**Work request:** Every line of the entries with the word "shoe" in it should be shown.

**Source material:**
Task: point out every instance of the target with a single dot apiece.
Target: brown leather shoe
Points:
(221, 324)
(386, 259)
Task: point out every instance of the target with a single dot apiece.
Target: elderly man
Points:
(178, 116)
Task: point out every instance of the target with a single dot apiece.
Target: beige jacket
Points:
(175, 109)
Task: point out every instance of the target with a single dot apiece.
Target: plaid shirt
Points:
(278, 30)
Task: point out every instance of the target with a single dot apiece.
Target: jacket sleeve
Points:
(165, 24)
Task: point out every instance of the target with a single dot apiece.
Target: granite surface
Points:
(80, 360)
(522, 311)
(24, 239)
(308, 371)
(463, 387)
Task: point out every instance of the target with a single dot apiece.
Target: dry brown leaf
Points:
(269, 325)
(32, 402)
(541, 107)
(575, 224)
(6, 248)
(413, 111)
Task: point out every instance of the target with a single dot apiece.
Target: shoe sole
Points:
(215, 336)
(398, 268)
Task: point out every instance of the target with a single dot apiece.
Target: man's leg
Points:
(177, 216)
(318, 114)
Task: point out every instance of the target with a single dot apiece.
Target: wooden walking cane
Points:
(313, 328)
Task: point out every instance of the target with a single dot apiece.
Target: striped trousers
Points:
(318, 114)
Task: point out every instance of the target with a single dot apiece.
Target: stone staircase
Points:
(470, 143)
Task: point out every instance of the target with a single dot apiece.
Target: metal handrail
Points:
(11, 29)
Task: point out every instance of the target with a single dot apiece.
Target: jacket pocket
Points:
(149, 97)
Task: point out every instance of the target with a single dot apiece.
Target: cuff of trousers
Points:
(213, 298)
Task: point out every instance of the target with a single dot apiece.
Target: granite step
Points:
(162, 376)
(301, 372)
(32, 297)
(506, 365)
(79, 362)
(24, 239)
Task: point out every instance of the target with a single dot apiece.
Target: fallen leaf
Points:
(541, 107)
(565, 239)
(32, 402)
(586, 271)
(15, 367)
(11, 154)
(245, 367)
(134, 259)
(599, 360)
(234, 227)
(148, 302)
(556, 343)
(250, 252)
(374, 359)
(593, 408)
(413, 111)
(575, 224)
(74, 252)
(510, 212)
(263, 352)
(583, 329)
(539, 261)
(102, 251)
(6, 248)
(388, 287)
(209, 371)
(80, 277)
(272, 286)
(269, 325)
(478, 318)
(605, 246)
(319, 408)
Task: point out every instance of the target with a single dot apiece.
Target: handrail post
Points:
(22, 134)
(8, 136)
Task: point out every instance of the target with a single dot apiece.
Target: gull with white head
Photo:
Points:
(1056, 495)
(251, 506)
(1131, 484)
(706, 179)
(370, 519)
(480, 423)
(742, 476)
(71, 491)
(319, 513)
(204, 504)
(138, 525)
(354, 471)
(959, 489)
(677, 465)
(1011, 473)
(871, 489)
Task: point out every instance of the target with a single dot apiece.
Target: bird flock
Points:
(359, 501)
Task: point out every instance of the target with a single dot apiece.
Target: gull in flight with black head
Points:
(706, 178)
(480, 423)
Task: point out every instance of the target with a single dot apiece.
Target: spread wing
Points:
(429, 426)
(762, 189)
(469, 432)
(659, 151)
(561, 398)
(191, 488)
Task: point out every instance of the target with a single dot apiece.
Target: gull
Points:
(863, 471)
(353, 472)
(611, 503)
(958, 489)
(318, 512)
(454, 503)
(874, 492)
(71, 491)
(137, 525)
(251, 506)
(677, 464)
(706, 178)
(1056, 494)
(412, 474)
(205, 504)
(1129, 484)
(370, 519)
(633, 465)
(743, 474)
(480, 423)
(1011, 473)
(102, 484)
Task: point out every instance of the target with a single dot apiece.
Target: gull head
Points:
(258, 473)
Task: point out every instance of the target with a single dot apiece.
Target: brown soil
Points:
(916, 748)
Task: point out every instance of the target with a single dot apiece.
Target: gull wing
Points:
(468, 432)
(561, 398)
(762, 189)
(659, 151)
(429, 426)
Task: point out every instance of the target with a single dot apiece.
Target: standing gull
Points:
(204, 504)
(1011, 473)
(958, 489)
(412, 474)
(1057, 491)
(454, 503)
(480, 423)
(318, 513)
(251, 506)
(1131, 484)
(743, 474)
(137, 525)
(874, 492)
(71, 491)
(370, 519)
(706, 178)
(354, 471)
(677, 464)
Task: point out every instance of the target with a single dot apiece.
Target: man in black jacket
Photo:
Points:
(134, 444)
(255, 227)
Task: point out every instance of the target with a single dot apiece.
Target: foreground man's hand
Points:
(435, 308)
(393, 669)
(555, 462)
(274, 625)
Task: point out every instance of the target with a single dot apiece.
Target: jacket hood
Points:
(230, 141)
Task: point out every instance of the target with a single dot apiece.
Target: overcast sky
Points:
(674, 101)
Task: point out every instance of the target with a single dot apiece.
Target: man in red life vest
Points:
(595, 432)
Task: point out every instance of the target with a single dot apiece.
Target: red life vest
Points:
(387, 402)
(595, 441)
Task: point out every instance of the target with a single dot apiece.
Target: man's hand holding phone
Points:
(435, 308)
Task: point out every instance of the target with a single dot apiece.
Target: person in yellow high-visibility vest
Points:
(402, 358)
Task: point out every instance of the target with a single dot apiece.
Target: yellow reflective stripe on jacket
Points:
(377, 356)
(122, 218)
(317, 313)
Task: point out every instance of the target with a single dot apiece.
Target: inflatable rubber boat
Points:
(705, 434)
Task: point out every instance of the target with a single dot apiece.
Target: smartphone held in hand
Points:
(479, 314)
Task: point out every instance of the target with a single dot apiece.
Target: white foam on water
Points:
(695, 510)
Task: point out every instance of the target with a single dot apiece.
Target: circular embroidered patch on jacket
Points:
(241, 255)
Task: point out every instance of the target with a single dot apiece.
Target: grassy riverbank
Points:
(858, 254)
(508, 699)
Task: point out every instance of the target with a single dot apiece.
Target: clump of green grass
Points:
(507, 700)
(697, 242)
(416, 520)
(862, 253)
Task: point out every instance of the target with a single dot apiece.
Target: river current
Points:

**Solved problem:**
Target: brown leather shoe
Target: shoe sole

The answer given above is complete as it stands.